▸ TASK DIRECTIONS
Retype the PixelPal survey notes from "Please refer the" to "in text-only interactions.".

# HCI PixelPal Experimental Study | Survey Data Post-Processing

PixelPal Study was a mixed design, therefore both wide format and long format are required for testing the proposed hypotheses.

Please refer the PixelPal Project Report for more details, anyways, here are the 3 hypothesis under consideration:
- **H1**: Higher user engagement and emotional disclosure will be seen in multimodal AI interactions with animated avatars than in text-only interactions.
- **H2**: Users’ personality traits and technology comfort levels will determine the effectiveness with which interaction modalities and avatar types promote emotional disclosure and perceived empathy.

▸ EXTRACTED DATA

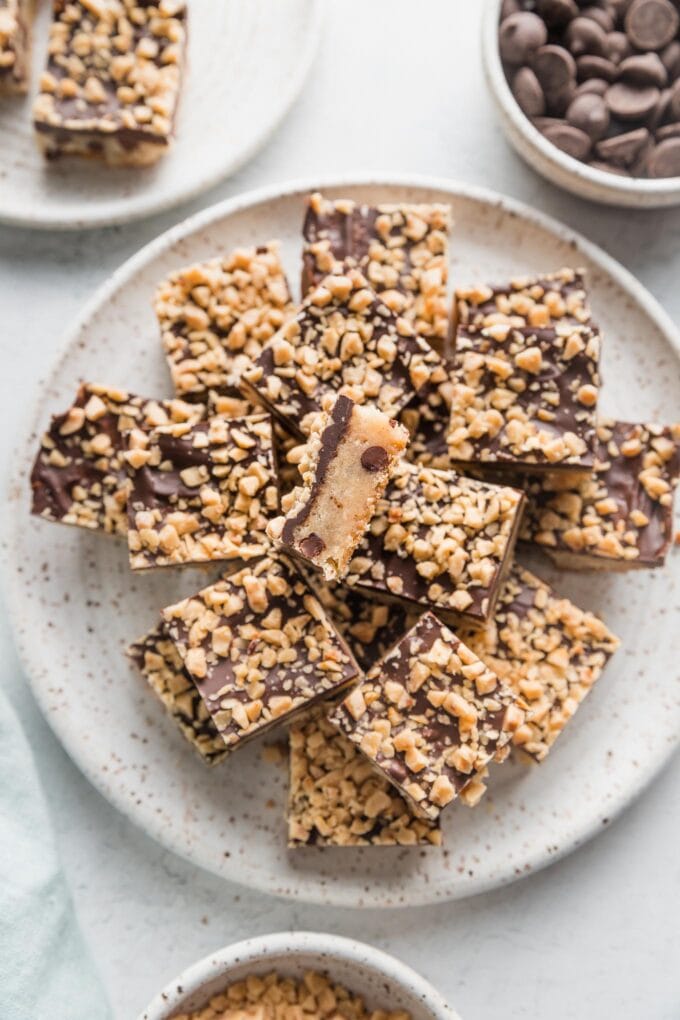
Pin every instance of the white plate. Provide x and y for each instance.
(248, 60)
(75, 605)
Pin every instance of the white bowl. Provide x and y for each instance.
(598, 186)
(383, 981)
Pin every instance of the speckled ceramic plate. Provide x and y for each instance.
(248, 60)
(75, 604)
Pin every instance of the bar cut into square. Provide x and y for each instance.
(370, 627)
(350, 456)
(439, 541)
(15, 22)
(260, 649)
(430, 716)
(80, 474)
(617, 518)
(159, 662)
(344, 340)
(216, 316)
(547, 651)
(526, 375)
(201, 493)
(402, 248)
(337, 799)
(111, 86)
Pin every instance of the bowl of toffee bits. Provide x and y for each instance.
(588, 92)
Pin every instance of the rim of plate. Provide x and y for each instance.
(292, 944)
(306, 890)
(135, 208)
(610, 187)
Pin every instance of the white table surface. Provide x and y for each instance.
(595, 935)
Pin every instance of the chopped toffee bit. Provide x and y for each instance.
(525, 372)
(621, 516)
(159, 662)
(427, 419)
(216, 316)
(112, 80)
(402, 249)
(288, 453)
(439, 540)
(351, 453)
(344, 339)
(80, 476)
(260, 648)
(369, 627)
(201, 493)
(430, 716)
(272, 997)
(547, 651)
(15, 18)
(337, 799)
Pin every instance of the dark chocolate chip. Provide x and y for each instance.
(312, 545)
(650, 24)
(570, 140)
(555, 67)
(593, 86)
(643, 68)
(590, 65)
(618, 46)
(557, 12)
(585, 36)
(664, 160)
(668, 131)
(670, 57)
(520, 36)
(623, 149)
(610, 167)
(600, 15)
(558, 102)
(374, 459)
(628, 102)
(675, 101)
(590, 114)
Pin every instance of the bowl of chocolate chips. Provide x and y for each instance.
(588, 92)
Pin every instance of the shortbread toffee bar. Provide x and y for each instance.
(80, 474)
(430, 716)
(112, 81)
(350, 456)
(260, 648)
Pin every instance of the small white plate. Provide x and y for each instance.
(75, 605)
(248, 60)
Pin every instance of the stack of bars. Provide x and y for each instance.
(363, 465)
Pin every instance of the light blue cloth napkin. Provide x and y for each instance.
(46, 972)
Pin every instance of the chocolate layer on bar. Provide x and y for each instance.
(346, 340)
(403, 249)
(80, 475)
(112, 81)
(337, 799)
(547, 651)
(621, 516)
(430, 716)
(439, 540)
(526, 374)
(15, 18)
(216, 316)
(259, 648)
(160, 664)
(201, 493)
(348, 460)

▸ ANSWER TO THE PROBLEM
Please refer the PixelPal Project Report for more details, anyways, here are the 3 hypothesis under consideration:
- **H1**: Higher user engagement and emotional disclosure will be seen in multimodal AI interactions with animated avatars than in text-only interactions.